_Instructions for the task_: Rewrite the listing from the line containing "short blonde hair." through its final line, inclusive, replacing "integer pixel coordinates" with "whole-number pixel coordinates" and leaving everything else unchanged.

_Entries provided_:
* begin *

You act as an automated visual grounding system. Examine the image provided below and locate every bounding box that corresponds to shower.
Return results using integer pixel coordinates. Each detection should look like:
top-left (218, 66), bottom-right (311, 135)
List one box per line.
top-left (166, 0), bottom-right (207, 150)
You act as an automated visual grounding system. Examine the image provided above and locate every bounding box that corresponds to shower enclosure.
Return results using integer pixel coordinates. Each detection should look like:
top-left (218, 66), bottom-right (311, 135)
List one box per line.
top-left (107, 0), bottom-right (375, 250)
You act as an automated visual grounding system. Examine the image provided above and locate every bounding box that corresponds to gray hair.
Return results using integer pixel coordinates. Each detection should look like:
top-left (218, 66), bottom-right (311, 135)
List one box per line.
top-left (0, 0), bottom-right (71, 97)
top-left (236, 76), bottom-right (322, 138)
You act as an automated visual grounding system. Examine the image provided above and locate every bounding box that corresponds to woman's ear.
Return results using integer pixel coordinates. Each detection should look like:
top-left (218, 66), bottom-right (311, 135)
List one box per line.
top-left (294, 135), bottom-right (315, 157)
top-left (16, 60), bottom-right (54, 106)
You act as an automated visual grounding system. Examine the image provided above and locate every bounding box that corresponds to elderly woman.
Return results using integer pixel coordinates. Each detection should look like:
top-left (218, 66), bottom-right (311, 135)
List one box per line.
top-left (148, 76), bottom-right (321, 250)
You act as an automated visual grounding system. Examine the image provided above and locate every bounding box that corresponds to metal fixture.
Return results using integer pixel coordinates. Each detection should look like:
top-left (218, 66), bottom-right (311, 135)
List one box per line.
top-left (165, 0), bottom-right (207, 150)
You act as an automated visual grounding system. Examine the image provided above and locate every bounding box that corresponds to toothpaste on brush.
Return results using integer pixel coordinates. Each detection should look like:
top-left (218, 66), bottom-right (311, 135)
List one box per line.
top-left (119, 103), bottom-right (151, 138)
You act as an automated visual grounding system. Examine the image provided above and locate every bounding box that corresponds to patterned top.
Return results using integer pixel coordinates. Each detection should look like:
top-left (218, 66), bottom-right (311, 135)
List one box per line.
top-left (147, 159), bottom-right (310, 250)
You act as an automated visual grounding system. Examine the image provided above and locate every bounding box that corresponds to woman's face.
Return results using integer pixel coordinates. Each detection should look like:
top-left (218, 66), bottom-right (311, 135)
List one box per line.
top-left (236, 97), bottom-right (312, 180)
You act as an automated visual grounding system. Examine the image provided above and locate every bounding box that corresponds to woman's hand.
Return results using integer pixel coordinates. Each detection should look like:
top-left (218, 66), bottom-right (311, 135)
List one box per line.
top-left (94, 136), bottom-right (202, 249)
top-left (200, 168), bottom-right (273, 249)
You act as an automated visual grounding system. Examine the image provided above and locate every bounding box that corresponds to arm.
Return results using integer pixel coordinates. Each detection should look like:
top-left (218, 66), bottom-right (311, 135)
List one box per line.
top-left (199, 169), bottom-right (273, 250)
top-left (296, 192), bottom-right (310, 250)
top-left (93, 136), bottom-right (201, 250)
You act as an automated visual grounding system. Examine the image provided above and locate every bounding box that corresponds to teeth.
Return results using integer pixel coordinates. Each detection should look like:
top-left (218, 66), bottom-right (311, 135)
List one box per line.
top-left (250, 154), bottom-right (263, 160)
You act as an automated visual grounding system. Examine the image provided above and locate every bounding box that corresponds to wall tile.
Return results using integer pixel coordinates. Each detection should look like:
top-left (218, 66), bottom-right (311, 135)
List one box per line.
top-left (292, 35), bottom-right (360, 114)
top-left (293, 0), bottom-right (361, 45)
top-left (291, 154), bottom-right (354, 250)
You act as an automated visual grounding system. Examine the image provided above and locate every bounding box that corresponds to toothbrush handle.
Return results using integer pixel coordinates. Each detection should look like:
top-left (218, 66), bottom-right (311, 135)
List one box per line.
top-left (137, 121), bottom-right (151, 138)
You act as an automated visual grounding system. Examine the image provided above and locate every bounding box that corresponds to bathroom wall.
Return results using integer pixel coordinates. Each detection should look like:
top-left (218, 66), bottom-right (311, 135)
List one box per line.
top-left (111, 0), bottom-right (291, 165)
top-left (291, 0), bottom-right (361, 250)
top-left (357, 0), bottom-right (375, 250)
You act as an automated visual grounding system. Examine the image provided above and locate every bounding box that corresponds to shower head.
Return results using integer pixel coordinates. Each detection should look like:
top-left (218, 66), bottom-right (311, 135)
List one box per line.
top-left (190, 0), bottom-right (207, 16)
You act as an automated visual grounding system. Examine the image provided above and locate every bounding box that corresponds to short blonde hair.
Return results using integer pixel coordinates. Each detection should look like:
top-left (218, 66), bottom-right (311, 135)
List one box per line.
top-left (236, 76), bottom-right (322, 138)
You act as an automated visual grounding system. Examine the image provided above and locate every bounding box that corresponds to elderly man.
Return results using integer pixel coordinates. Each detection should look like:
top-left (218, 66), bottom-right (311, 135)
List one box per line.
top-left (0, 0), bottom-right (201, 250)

* end *

_Reply_:
You act as an automated visual grounding system. Examine the image provided above and locate every bounding box that corresponds to short blonde hair.
Return results using whole-number pixel coordinates. Each detection should look like:
top-left (218, 66), bottom-right (311, 135)
List one box per line.
top-left (236, 76), bottom-right (322, 138)
You act as an automated visual grounding system. Examine the image provided above and locate every bounding box that corresponds to elderly man.
Return results using whole-number pixel coordinates. Each detection should look like:
top-left (218, 66), bottom-right (311, 135)
List one box per line.
top-left (0, 0), bottom-right (201, 250)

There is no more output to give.